Toumani Diabaté |The Mandé Variations | World Circuit/Nonesuch

I’m a sucker for a well-played kora, and no one plucks the West African harp-lute better than Toumani Diabaté. Twenty years after releasing Kaira, the first-ever solo instrumental kora album, Toumani has gone from young buck on the Bamako block to maestro on the Malian music scene, his chops on the 21-string griot axe acknowledged as indisputably virtuosic. Known for his boundary-blurring collaborations with the likes of Taj Mahal, Björk and Roswell Rudd, Diabaté returns to unadulterated, unaccompanied form on The Mandé Variations. Opening track “Si naani,” stretching over 10 minutes and sounding blindfold-test Asian at times, promptly reveals Diabaté’s uncanny ability to play bass, rhythm and melody lines simultaneously, his flair for creating luscious ancient-future ambiance, then fingerpicking at hummingbird-wing-flutter speeds. As much celebration as lamentation, Diabaté’s freeform improvisation on “Ali Farka Touré” (a tribute to the late Niger Delta bluesman and good friend) inhabits that gorgeous, unfathomable space where temporality loosens and emotions overflow.

 —Tom Cheyney


Boris |Smile|Southern Lord

After two years of touring and recording with sunn0))), Ghost and Merzbow, longtime Japanese psych-prog band Boris is back with a double album. Regarding its last, mind-melting sludge masterpiece, Pink, the band has no comment, instead offering eight formally bounded songs bristling off-kilter with gonzo effects and absurd pop girl-guys vocals. As released in Japan, the album was mixed “experimental,” but for the U.S. it was mixed “rock,” which, if anything, must mean more compressed. Take “BUZZ-IN” for example: A shrieking baby gives way to fuzz bass and distortion boogie rock punctuated with skate-punk-anthem screams and big, ugly drums somehow hidden below strands of reverse reverb guitar and other psyched-out novelties. The single “Statement” is even more straightforward — a Blue Cheer verse/chorus/wail led in by cowbell count — which to Boris’ Jesu-loving Pink-won fans will be more alienating than the bleakest isolating metal doom it could have conjured. Smile brings back the inconstant, occasionally brilliant Boris weirdness.

—Daphne Carr


HEALTH |“Perfect Skin,7-inch | Suicide Squeeze; “Heaven,” 12-inch | Flemish Eye

Like bro-band No Age, HEALTH puts its debut on perpetual single cycle, only with indie dance denizens giving HEALTH’s noise-pop some 4/4 slicks after the fact for collectible vinyl. The bombastic guitar distortion and silent space of “Perfect Skin” morphs into a surprisingly linear, cowbell-rific explosion of New Order homage in the hands of break-core guru Drop the Lime (now posing as Curses!) on the 7-inch. The yellow 12-inch offers two remixes of “Heaven,” the minorly tense opening track from the HEALTH debut. Philly’s Pink Skull isolates the song’s wordless drone-vox with black-latex beats kept cool by shards of big-room organ glint, transforming HEALTH idol worship from no-wave noise (Ex-Models) to no-wave disco (earlier Liars). Japan’s Narctrax grabs swaths of distortion and clipped ahhs to frame its nearly unrelated Italo-disco bouncing-bass epic. Of all, these beats fit best the gleeful DayGlo sloganeering featured on both singles’ back covers: //Noise //Disco //Fashion.

> **Provided data**
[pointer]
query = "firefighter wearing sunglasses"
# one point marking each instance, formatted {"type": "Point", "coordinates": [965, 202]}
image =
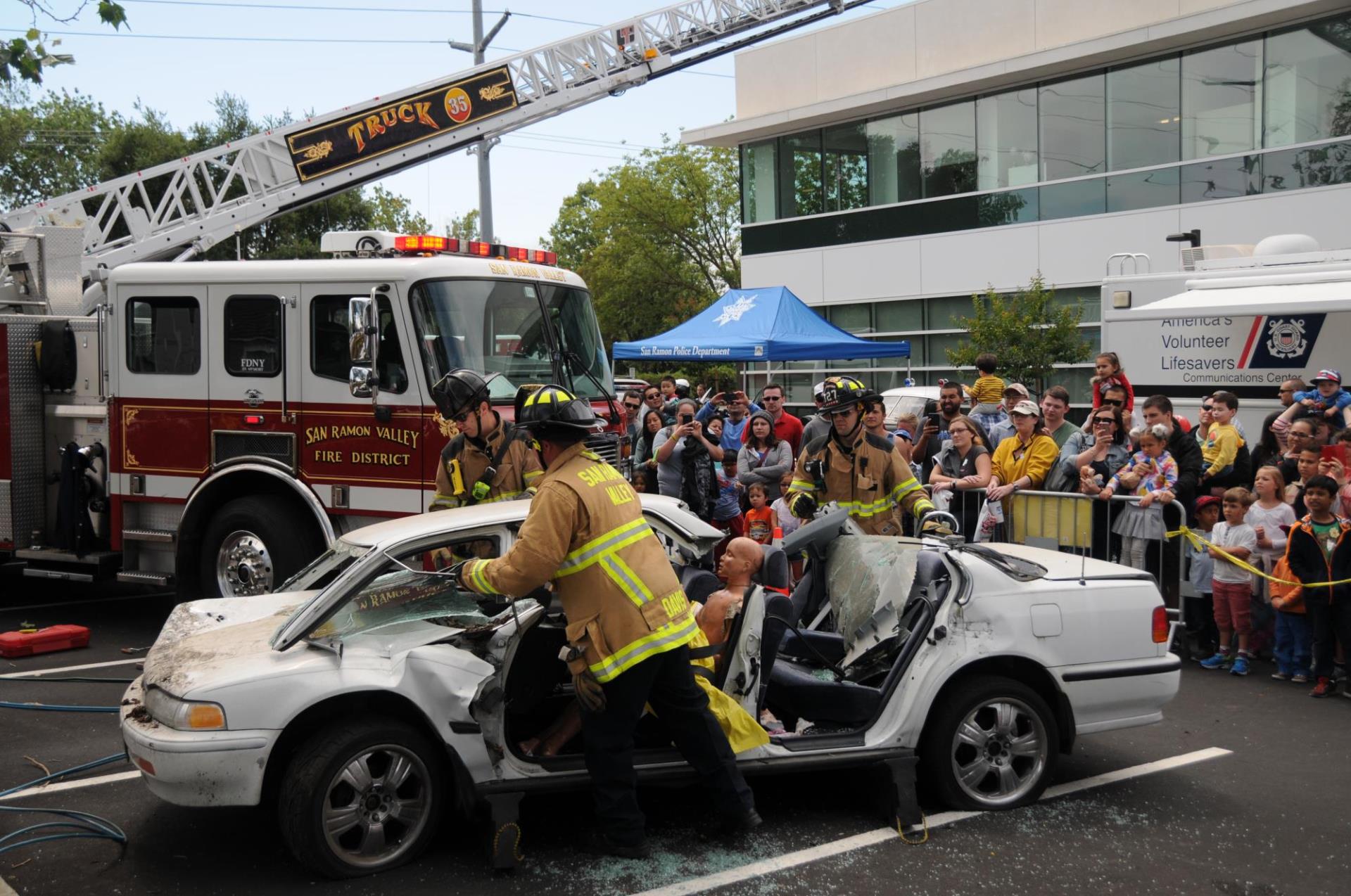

> **Direction**
Using the music reviews above, decide whether each statement below agrees with them. For each, answer yes or no and quote the deciding words from the reviews.
1. Kaira was the first-ever solo instrumental kora album.
2. Boris's Smile offers ten songs.
3. Narctrax is from Philadelphia.

> **Exercise answer**
1. Yes: "Kaira, the first-ever solo instrumental kora album"
2. No: "eight formally bounded songs"
3. No: "Japan’s Narctrax"